* _Problem details_
Reproduce every one of the following entries verbatim, preserving each line without alteration.

* * *

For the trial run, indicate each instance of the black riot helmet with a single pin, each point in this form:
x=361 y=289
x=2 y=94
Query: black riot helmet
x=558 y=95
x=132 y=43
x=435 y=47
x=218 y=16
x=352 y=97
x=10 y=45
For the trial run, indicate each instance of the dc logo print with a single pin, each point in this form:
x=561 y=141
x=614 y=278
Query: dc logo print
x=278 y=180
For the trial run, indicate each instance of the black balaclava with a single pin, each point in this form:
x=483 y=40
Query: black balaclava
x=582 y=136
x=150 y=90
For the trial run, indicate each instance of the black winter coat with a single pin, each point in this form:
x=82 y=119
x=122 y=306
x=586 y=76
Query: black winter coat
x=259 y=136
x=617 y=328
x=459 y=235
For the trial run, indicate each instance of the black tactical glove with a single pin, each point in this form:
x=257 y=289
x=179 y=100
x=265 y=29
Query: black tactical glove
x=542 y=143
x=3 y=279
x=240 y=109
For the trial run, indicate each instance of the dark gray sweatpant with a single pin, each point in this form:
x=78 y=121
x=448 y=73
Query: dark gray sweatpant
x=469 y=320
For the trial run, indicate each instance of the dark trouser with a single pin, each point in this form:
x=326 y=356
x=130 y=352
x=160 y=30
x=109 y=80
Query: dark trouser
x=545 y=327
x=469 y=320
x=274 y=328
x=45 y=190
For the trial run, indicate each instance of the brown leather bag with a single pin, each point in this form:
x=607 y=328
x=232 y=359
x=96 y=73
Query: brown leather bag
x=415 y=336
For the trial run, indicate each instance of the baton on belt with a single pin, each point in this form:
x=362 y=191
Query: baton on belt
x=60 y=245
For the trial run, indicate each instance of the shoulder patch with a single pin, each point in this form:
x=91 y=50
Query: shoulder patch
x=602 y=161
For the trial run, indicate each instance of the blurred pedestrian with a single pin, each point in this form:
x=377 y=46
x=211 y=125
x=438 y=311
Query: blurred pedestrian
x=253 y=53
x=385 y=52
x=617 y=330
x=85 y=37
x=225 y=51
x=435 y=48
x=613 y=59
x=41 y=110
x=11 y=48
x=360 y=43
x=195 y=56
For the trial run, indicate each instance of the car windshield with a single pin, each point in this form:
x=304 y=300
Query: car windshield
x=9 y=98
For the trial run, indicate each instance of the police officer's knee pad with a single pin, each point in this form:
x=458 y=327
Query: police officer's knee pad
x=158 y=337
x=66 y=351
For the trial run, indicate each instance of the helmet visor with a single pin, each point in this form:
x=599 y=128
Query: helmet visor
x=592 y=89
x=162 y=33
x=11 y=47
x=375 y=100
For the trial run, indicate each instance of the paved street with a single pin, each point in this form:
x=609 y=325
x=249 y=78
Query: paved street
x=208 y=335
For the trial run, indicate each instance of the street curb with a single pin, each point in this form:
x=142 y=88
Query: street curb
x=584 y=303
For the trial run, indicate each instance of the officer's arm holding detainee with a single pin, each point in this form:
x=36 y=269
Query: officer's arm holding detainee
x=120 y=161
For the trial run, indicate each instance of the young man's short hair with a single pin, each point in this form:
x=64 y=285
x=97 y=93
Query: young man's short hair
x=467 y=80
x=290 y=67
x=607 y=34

* * *

* _Answer to this exercise_
For the trial run, indicate each instance of the black riot helmet with a single pin, each point in this form:
x=361 y=289
x=2 y=94
Query: black riot helmet
x=558 y=95
x=132 y=43
x=435 y=47
x=218 y=16
x=352 y=97
x=10 y=45
For the trial run, indicate each instance of the dc logo print with a single pin, each point in this form:
x=561 y=141
x=614 y=278
Query: dc logo print
x=278 y=180
For the trial run, indicate each instance of the black balaclava with a single pin, each point in this form:
x=483 y=40
Query: black balaclava
x=582 y=136
x=150 y=90
For the trial run, indicate each instance of the black winter coat with a single pin, each point in this form:
x=82 y=119
x=122 y=306
x=586 y=76
Query: black winter coat
x=259 y=136
x=617 y=328
x=459 y=235
For the trial run, indicate each instance of the black tactical glove with a single pin, each point in this form:
x=257 y=289
x=179 y=100
x=265 y=29
Query: black tactical glove
x=542 y=143
x=3 y=279
x=240 y=109
For the trial run, indicate each instance of the dark gray sweatpant with a single pin, each point in this form:
x=78 y=121
x=448 y=73
Query: dark gray sweatpant
x=469 y=320
For the trial run, indicate each instance of the dark trouser with a single pin, each point in this form:
x=326 y=356
x=130 y=352
x=160 y=30
x=109 y=80
Query: dark trouser
x=545 y=327
x=469 y=320
x=274 y=328
x=45 y=190
For the trial run, indicate each instance of the brown leather bag with a single pin, each point in this form:
x=607 y=328
x=232 y=359
x=96 y=73
Query: brown leather bag
x=415 y=336
For the trial run, indicate each instance of the baton on belt with a single pin, each point in this form:
x=362 y=191
Query: baton on belt
x=60 y=245
For the trial run, indicate each instance of the shoulder patch with a single pin, each point in this form:
x=91 y=50
Query: shoulder patch
x=602 y=161
For the trial run, indicate each instance of the blurred pedestrian with a single pin, each point in this form:
x=377 y=46
x=211 y=125
x=438 y=311
Query: blurred pedestrian
x=253 y=53
x=385 y=52
x=617 y=330
x=85 y=37
x=225 y=51
x=435 y=48
x=613 y=59
x=41 y=110
x=11 y=48
x=360 y=43
x=195 y=56
For the trial run, indicate each instance of the car windshield with a single pin, each point in this form:
x=304 y=300
Query: car windshield
x=9 y=98
For the trial run, indicate each instance of the police officer's knee pad with a single pin, each point in this form:
x=458 y=327
Query: police officer's knee pad
x=158 y=337
x=66 y=351
For the trial run, indicate each instance of the helmet visor with a single pin, each point in this form:
x=599 y=128
Query: helmet visor
x=592 y=89
x=162 y=33
x=11 y=47
x=375 y=100
For the trial run, indicate each instance of the paved street with a single pin, each point in this form:
x=609 y=325
x=249 y=78
Query: paved street
x=208 y=335
For the trial run, indicate each instance of the street curb with a single pin, each point in this form:
x=142 y=88
Query: street curb
x=584 y=303
For the trial run, indicate each instance of the officer's arm holding detainee with a single pin, each point in this form:
x=36 y=269
Query: officer's arm holding detainee
x=120 y=161
For the trial run, indicate each instance of the young man's short hair with a single pin, each point in this form:
x=64 y=285
x=97 y=93
Query: young man's short hair
x=467 y=80
x=290 y=67
x=607 y=34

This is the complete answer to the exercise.